:: Показанный текст ::

Раскулачили за коня и корову! Гл. 2. Часть. 24

Нина Богдан
               Начало:  http://www.proza.ru/2015/06/09/1809




               Документ 60.
               16 февраля 2012 г., г. Ленинск-Кузнецкий, беседа с Селиховой Валентиной Прокопьевной, 1930 г. рождения – родной племянницей старца Сергия и её дочерью Селезнёвой Натальей Александровной, 1955 г. рождения. Беседу вели священник Александр Зленко, историки Леонид и Наталия Лопатины.

:::
:: Представленные материалы ::

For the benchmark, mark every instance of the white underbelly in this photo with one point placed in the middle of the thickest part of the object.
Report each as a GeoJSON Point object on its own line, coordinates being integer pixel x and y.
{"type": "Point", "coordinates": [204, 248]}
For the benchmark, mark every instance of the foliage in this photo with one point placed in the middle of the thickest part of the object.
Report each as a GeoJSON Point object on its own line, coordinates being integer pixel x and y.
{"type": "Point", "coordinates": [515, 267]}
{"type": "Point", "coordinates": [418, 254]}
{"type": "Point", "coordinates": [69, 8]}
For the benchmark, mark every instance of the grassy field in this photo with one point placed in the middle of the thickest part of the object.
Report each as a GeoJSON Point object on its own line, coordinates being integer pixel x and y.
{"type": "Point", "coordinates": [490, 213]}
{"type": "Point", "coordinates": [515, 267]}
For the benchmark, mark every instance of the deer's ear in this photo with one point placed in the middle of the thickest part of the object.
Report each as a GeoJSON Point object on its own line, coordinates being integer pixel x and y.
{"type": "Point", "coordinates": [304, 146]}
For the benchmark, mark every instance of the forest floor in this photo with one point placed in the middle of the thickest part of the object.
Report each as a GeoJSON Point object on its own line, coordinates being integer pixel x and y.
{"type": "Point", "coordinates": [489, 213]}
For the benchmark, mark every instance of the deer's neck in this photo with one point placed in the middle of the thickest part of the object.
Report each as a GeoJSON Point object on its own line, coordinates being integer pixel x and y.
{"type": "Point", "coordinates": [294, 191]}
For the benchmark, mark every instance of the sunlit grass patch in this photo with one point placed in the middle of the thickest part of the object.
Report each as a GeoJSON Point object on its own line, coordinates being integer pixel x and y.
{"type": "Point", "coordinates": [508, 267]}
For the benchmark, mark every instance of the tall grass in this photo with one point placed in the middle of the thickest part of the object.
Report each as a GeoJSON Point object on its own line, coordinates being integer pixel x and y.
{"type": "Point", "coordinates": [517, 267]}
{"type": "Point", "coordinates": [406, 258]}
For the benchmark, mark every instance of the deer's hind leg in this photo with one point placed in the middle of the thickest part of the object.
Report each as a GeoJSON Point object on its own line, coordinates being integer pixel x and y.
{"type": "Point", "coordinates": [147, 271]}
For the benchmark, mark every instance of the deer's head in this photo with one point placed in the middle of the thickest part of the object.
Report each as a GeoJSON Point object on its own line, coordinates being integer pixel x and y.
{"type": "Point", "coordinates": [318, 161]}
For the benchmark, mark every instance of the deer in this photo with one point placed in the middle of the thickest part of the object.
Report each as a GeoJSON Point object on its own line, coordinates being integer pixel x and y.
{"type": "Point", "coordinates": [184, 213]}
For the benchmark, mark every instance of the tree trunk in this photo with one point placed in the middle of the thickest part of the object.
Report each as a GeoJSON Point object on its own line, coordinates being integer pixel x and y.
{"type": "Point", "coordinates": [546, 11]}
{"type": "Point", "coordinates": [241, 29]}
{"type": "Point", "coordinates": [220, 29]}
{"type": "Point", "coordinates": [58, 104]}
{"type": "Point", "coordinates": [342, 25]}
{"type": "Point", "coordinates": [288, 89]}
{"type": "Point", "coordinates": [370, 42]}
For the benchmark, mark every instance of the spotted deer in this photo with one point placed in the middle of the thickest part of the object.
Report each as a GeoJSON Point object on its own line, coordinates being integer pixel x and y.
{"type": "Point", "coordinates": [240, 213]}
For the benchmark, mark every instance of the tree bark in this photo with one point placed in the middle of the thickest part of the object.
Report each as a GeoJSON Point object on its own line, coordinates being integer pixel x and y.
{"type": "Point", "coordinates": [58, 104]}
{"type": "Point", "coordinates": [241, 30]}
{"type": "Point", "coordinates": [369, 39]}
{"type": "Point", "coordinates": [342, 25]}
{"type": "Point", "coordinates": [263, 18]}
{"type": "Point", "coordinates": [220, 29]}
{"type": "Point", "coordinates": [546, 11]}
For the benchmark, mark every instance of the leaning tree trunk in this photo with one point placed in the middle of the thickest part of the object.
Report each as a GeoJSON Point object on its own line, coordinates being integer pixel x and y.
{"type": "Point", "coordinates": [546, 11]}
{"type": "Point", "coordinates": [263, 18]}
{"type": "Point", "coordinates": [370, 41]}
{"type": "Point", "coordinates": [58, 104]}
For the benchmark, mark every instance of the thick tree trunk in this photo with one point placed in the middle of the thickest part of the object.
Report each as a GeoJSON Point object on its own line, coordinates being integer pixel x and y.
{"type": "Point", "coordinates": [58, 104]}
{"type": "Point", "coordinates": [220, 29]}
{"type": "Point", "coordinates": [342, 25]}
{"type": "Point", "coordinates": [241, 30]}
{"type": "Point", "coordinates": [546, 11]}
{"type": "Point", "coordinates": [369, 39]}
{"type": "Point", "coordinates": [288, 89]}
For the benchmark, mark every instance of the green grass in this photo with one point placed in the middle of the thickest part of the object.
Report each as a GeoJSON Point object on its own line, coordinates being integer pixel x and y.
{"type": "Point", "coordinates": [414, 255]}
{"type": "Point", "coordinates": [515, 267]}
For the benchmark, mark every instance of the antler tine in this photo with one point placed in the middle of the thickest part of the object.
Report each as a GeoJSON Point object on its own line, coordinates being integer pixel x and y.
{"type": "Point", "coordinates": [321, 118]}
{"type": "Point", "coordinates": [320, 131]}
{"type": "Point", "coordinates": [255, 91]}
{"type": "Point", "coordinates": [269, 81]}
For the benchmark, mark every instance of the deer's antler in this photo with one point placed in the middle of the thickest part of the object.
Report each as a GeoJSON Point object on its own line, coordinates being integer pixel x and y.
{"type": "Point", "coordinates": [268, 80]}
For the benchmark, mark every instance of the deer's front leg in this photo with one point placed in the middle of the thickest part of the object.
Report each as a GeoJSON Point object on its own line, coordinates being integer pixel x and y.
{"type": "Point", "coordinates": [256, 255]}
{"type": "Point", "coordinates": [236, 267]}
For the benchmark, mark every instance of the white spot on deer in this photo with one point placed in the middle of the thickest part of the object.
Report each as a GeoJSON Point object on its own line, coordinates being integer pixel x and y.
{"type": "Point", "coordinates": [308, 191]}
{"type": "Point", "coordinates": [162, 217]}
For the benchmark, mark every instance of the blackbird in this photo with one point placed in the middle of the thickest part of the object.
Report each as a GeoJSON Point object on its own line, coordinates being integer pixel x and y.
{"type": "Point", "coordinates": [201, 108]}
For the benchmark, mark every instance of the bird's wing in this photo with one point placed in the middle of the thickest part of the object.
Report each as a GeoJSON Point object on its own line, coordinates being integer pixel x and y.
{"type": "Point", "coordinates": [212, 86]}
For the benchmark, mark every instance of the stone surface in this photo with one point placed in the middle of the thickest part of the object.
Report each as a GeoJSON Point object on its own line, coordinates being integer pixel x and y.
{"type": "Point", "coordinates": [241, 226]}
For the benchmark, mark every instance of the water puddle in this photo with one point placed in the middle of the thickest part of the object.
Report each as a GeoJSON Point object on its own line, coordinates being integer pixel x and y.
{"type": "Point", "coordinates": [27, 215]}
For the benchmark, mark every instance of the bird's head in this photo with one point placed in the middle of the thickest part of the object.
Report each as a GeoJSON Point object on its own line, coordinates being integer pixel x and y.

:::

> **Описание задания**:
Воспроизведите фрагмент текста о старце Сергии от слов «Раскулачили за коня» до слов «и Наталия Лопатины.» включительно, заменив «священник» на «протоиерей». Опирайтесь исключительно на текст.

> **Письменный ответ**:
Раскулачили за коня и корову! Гл. 2. Часть. 24

Нина Богдан
               Начало:  http://www.proza.ru/2015/06/09/1809




               Документ 60.
               16 февраля 2012 г., г. Ленинск-Кузнецкий, беседа с Селиховой Валентиной Прокопьевной, 1930 г. рождения – родной племянницей старца Сергия и её дочерью Селезнёвой Натальей Александровной, 1955 г. рождения. Беседу вели протоиерей Александр Зленко, историки Леонид и Наталия Лопатины.